## WHAT YOU HAVE TO DO
Every line containing the word "neck" is to be copied from the data below.

## Entries taken from a collection
++++

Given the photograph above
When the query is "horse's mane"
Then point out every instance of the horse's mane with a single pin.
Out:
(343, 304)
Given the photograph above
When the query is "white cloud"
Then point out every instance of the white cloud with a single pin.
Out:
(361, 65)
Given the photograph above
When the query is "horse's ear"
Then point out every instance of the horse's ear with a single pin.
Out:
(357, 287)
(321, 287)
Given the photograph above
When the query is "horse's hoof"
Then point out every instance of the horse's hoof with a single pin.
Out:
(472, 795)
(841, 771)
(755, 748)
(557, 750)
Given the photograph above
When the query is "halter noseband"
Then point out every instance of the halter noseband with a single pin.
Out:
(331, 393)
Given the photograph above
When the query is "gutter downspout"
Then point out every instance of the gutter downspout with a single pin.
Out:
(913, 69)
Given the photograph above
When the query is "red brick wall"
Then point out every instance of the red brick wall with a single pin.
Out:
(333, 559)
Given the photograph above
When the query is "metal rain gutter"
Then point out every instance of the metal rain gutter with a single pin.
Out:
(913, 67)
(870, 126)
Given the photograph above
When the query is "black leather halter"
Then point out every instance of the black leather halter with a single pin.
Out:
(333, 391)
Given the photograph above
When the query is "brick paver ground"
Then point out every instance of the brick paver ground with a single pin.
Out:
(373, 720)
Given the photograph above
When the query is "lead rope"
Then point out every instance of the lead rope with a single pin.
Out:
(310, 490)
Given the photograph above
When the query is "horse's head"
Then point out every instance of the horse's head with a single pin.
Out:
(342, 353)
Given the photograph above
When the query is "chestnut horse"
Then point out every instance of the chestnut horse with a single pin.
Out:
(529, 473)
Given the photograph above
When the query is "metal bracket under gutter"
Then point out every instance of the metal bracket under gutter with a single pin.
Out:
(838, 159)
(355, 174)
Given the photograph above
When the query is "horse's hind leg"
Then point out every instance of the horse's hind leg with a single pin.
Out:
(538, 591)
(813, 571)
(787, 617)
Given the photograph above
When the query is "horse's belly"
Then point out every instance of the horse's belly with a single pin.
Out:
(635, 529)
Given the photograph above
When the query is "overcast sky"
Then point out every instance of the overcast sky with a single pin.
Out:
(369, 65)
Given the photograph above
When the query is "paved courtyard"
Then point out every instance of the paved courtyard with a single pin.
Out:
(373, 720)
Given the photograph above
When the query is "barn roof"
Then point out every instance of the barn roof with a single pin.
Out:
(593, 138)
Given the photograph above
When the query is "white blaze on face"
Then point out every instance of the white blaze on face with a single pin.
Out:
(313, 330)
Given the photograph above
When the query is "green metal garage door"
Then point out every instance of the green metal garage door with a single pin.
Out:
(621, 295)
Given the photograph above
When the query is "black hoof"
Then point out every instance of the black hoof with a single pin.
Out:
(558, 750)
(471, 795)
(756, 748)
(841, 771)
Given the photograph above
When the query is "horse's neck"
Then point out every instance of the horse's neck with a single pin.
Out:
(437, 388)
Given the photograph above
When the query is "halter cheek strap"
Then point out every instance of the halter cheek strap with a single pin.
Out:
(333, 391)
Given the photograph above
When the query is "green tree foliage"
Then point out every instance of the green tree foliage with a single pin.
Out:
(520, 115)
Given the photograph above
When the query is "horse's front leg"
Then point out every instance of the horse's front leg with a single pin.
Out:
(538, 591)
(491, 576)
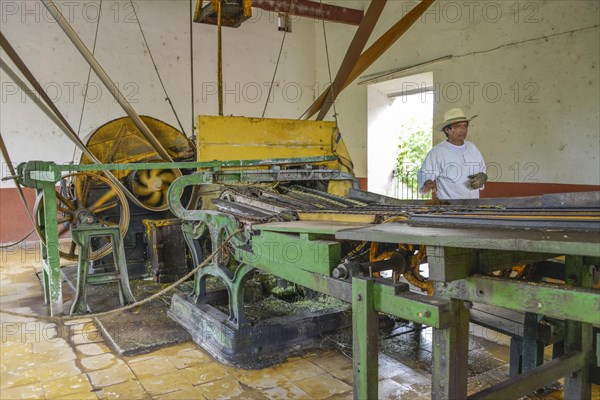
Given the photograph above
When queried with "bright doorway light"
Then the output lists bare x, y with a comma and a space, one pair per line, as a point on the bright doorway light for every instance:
400, 121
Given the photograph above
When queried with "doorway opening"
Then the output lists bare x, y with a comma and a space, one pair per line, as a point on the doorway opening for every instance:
400, 121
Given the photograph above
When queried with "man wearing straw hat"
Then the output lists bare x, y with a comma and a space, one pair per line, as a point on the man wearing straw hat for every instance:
454, 168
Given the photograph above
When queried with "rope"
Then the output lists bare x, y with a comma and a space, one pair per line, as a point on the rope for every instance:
167, 98
130, 306
192, 63
331, 94
11, 169
6, 246
278, 59
87, 83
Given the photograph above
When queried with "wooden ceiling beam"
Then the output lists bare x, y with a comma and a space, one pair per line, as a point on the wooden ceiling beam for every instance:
312, 9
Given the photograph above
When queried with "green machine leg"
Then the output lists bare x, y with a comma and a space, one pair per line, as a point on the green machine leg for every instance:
81, 235
450, 356
579, 336
51, 279
365, 324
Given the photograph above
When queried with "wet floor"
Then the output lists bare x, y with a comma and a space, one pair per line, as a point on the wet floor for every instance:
41, 360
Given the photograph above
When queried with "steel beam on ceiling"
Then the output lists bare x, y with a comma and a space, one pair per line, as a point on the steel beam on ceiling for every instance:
312, 9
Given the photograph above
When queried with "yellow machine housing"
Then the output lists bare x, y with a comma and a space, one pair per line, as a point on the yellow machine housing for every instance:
242, 138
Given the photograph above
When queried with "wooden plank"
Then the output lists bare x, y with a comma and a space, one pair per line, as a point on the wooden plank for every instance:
521, 240
312, 9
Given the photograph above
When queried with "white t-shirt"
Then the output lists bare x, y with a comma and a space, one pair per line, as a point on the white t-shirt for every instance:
449, 167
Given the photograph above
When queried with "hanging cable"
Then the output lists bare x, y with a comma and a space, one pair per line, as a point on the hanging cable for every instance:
192, 64
328, 66
87, 83
167, 98
219, 57
6, 246
278, 59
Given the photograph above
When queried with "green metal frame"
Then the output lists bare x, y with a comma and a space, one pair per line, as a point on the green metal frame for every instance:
455, 255
43, 176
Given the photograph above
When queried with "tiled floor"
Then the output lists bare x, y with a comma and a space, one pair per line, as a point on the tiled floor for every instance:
42, 360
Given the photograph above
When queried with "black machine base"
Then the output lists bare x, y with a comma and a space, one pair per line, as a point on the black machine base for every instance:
259, 345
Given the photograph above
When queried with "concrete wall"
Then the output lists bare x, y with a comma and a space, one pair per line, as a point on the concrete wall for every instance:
529, 69
249, 53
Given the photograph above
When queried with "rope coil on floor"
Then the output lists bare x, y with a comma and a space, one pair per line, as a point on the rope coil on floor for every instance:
130, 306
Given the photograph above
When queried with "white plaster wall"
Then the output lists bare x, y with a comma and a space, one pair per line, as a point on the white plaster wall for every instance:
249, 53
528, 68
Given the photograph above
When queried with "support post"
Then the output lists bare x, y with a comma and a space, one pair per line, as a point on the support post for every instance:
364, 339
578, 335
451, 355
51, 261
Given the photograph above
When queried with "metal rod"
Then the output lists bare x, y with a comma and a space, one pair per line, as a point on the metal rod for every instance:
219, 58
110, 85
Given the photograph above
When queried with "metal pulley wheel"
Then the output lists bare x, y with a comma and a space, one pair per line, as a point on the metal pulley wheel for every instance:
150, 186
85, 197
120, 142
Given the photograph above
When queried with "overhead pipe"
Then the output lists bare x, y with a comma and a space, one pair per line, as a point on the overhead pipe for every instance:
110, 85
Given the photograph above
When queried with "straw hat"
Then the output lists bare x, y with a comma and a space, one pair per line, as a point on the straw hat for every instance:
451, 117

++++

## COMPLETED EXERCISE
When the query is "horse's neck"
Then point out every instance of the horse's neck with a single pin.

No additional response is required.